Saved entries
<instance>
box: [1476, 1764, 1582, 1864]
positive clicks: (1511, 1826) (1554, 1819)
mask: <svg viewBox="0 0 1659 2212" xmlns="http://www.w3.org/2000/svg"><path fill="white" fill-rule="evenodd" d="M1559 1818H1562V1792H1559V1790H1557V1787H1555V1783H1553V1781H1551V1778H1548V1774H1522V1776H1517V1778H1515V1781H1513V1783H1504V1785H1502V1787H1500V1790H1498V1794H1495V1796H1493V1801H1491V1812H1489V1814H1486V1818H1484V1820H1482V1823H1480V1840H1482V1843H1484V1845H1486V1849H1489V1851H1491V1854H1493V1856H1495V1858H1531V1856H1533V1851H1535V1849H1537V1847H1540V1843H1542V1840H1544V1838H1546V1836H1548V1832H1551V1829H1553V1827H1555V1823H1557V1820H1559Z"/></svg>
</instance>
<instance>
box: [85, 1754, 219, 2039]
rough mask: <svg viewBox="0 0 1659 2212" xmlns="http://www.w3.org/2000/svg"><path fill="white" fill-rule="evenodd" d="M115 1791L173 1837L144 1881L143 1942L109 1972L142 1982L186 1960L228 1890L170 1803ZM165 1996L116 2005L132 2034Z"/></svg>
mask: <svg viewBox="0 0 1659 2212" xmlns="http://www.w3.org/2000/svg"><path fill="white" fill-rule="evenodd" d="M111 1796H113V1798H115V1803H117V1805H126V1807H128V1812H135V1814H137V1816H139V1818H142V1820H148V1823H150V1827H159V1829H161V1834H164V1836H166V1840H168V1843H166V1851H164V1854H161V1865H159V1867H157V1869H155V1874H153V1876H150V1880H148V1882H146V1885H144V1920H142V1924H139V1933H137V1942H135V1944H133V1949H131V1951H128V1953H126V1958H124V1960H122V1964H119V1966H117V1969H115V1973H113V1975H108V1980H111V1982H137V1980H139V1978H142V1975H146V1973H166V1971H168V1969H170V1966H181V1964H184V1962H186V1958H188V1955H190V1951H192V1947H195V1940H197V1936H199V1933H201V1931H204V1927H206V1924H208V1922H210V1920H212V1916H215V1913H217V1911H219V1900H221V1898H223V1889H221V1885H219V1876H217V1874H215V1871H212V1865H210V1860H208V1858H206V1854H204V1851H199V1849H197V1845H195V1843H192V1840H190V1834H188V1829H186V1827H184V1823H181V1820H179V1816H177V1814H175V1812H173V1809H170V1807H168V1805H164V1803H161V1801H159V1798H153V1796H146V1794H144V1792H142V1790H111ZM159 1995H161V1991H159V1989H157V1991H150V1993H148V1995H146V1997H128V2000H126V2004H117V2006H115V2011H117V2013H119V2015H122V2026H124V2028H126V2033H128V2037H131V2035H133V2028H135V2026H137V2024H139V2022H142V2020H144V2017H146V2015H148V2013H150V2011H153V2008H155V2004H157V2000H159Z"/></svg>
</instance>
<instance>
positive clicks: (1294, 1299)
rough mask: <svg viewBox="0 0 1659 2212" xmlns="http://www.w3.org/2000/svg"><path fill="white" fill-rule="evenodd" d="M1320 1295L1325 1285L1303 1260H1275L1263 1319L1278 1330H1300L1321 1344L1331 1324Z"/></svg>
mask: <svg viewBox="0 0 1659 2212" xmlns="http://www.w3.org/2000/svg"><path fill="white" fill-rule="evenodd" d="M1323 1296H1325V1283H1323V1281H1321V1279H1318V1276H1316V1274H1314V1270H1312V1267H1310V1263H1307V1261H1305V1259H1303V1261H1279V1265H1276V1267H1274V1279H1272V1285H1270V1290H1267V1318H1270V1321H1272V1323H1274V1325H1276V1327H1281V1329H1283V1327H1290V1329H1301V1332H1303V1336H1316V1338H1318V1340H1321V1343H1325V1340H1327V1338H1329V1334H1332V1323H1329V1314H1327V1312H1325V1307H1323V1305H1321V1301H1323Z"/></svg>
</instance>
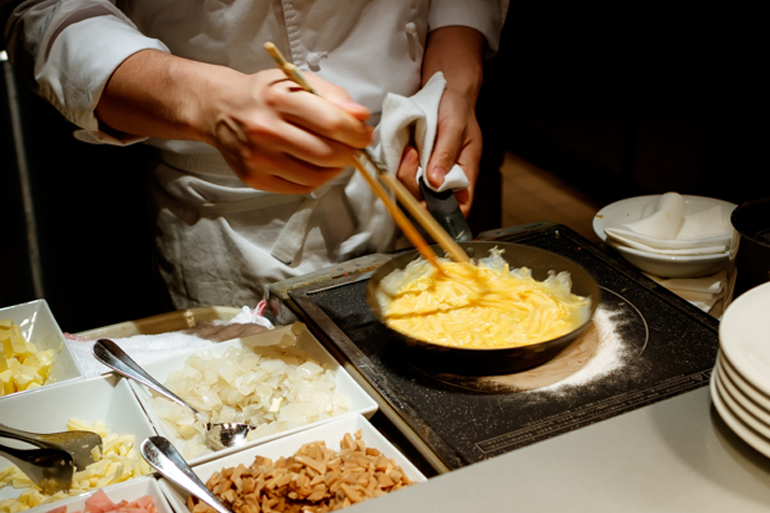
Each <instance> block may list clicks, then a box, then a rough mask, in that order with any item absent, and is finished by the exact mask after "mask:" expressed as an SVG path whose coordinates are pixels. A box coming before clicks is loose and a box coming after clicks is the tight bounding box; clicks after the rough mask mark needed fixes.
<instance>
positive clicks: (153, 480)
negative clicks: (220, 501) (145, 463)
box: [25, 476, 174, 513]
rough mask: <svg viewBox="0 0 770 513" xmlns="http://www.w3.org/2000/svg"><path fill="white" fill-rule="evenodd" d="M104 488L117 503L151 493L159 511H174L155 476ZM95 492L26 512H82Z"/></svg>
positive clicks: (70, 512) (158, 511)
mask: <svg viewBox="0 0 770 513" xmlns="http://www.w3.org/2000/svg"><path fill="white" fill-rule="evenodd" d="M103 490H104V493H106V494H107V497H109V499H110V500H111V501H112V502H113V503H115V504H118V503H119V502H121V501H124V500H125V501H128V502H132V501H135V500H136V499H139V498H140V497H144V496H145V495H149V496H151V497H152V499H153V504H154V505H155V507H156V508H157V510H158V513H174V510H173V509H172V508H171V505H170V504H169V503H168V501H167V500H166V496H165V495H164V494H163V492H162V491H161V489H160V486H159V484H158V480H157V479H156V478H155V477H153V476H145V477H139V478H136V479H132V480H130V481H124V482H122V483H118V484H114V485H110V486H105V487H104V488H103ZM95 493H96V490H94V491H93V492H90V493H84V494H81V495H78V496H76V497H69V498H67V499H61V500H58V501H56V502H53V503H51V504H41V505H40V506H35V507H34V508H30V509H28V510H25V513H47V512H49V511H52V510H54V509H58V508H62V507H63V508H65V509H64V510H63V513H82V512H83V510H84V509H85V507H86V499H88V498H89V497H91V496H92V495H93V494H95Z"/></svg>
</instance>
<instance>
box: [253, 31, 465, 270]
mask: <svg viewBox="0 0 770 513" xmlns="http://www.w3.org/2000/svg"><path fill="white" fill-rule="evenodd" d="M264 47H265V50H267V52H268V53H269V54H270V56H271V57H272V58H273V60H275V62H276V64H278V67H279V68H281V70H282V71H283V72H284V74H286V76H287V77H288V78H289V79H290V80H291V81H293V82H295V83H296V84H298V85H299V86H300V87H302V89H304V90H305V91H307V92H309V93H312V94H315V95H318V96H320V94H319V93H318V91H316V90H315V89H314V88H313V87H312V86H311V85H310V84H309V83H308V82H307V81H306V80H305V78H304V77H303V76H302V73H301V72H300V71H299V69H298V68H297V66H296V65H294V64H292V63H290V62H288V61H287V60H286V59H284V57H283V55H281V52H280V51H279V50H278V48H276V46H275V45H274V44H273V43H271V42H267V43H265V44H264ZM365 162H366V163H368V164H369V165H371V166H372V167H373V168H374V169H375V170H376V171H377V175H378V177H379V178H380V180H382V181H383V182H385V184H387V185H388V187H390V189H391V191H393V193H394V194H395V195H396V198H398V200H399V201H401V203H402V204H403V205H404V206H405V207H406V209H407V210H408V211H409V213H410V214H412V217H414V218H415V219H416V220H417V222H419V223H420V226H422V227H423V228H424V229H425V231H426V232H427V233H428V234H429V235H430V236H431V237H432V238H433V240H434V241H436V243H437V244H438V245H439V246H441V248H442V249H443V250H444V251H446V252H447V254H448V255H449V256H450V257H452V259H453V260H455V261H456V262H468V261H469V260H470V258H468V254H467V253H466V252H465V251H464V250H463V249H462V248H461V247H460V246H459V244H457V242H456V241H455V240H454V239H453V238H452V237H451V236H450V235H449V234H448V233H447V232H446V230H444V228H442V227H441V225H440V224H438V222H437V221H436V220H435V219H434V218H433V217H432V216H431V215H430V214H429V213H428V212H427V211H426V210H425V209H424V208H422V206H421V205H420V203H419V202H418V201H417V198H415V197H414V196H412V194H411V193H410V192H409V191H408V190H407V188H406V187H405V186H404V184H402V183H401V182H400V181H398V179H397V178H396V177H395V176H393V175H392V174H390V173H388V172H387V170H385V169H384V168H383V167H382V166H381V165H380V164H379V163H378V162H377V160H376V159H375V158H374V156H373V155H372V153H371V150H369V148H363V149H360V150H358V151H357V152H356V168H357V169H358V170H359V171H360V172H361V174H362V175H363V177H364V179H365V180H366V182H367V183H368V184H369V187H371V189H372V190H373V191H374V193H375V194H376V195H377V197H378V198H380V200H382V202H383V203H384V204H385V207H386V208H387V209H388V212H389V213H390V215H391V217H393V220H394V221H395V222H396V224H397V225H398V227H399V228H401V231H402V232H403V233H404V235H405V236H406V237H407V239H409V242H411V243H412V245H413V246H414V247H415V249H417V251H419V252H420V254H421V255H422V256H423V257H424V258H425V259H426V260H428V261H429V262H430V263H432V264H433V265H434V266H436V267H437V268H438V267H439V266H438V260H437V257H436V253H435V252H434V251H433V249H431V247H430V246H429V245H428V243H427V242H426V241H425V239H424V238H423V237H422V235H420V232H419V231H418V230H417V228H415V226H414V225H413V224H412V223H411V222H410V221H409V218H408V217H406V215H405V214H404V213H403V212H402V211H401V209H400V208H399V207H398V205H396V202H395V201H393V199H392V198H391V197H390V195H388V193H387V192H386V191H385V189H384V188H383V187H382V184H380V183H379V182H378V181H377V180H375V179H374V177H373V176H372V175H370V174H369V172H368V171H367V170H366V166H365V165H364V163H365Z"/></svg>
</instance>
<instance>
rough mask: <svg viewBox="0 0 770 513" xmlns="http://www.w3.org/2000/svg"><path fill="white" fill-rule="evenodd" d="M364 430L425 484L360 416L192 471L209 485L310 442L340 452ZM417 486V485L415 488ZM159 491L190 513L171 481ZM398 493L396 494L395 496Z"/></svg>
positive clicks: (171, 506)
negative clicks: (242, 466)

■ **EXERCISE GOAL**:
Render everything from the line containing "488L117 503L151 493L159" down to the line containing "positive clicks: (70, 512) (158, 511)", both included, as a numbered list without blank lines.

■ **WORKED SOLUTION**:
1. rough mask: <svg viewBox="0 0 770 513" xmlns="http://www.w3.org/2000/svg"><path fill="white" fill-rule="evenodd" d="M104 488L117 503L151 493L159 511H174L155 476ZM95 492L26 512H82Z"/></svg>
2. positive clicks: (70, 512) (158, 511)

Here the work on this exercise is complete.